**Trecho do texto**

Lendo (04/08/2013)

Em “Billie Holiday e a biografia de uma canção” — livro que ganhei de presente em João Pessoa —, David Margolick observa que “Depois de um ciclo inicial de popularidade, “Strange fruit” caiu em desuso por muitos anos, vítima do conservadorismo de uma era, do idealismo e da esperança de outra e da desilusão de uma terceira.” Reconheci o retrato dos anos 1950, 1960/70 e 1980. Devo ao ator Echio Reis e ao diretor teatral João Augusto Azevedo o contato com a arte de Billie Holiday.

Amante da bossa nova de João Gilberto, cheguei a Salvador, vindo de Santo Amaro, em 1960. Eu gostava de Dolores Duran, Nora Ney e Maysa. Tinha ficado maravilhado com Ella Fitzgerald. Echio e João Augusto me mostraram um leque variado de estilos que enriqueceu minha sensibilidade. Entre Chet Baker e Ray Charles, Thelonius Monk e David Brubeck, Billie surgiu como um universo estilístico à parte. Dentro desse universo, “Strange fruit” era um caso especial. Não parecia uma canção de jazz. Tinha mais parentesco com as canções de Kurt Weil para a “Ópera dos três vinténs” de Brecht, que eu já conhecia da montagem de Martim Gonçalves para a Escola de Teatro. Billie me hipnotizava. E “Strange fruit” me despertava pela sua diferença. Eu mal começava a entender alguma coisa das letras em inglês. As boas Emiliana e Celeste Aída, do Severino Vieira, tinham compensado o que o curso ginasial ficara me devendo, mas ainda hoje tenho dificuldades de entender inglês cantado. Echio me trazia algumas letras escritas. E me contava histórias das canções. Explicou-me a estranheza de “Strange fruit”. Eu ficava mais e mais impressionado com ela. E a cantava com erros. Foi assim que a cantei no teatro Vila Velha, no meu show solo, intitulado “Cavaleiro”, em 1965. Li agora que Nina Simone a gravou nesse mesmo ano.

**Detalhes do exercício**
Cite fielmente, do texto sobre Billie Holiday, a passagem que começa com as palavras "Lendo (04/08/2013)" e termina em "de Billie Holiday.". A listagem não é necessária para resolver o exercício.

**Seção de dados**
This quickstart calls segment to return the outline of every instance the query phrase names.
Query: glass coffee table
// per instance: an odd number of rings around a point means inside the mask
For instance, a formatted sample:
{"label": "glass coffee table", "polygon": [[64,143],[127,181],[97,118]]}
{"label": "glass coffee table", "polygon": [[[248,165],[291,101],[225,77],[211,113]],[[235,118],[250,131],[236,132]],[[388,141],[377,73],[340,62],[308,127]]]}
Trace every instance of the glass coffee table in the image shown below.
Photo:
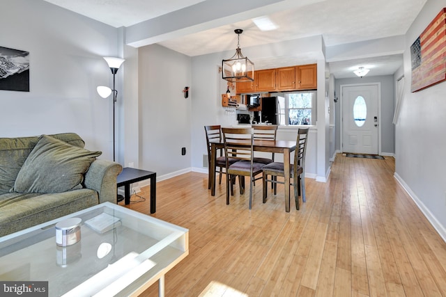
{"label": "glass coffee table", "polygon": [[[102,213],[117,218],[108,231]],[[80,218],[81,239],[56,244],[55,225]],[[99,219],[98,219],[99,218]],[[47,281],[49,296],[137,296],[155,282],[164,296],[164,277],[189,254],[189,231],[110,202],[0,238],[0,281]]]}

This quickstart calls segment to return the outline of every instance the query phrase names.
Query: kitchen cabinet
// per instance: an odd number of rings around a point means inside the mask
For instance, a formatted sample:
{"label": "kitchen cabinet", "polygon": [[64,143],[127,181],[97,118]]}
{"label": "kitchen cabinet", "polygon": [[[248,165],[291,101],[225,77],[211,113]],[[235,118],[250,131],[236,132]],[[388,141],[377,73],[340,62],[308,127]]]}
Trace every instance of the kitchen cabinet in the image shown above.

---

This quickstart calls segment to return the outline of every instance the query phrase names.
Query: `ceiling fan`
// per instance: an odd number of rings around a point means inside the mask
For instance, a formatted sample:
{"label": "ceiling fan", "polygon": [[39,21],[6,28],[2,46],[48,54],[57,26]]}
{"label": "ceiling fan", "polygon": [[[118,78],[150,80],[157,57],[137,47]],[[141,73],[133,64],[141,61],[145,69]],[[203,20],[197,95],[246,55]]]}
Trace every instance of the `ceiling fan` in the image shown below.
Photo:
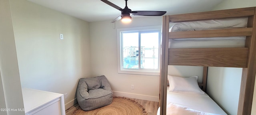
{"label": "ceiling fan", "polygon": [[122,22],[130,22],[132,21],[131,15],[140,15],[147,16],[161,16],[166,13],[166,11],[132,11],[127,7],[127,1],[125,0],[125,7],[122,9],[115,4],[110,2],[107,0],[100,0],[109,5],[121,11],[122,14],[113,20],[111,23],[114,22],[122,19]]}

**Resposta completa**
Lendo (04/08/2013)

Em “Billie Holiday e a biografia de uma canção” — livro que ganhei de presente em João Pessoa —, David Margolick observa que “Depois de um ciclo inicial de popularidade, “Strange fruit” caiu em desuso por muitos anos, vítima do conservadorismo de uma era, do idealismo e da esperança de outra e da desilusão de uma terceira.” Reconheci o retrato dos anos 1950, 1960/70 e 1980. Devo ao ator Echio Reis e ao diretor teatral João Augusto Azevedo o contato com a arte de Billie Holiday.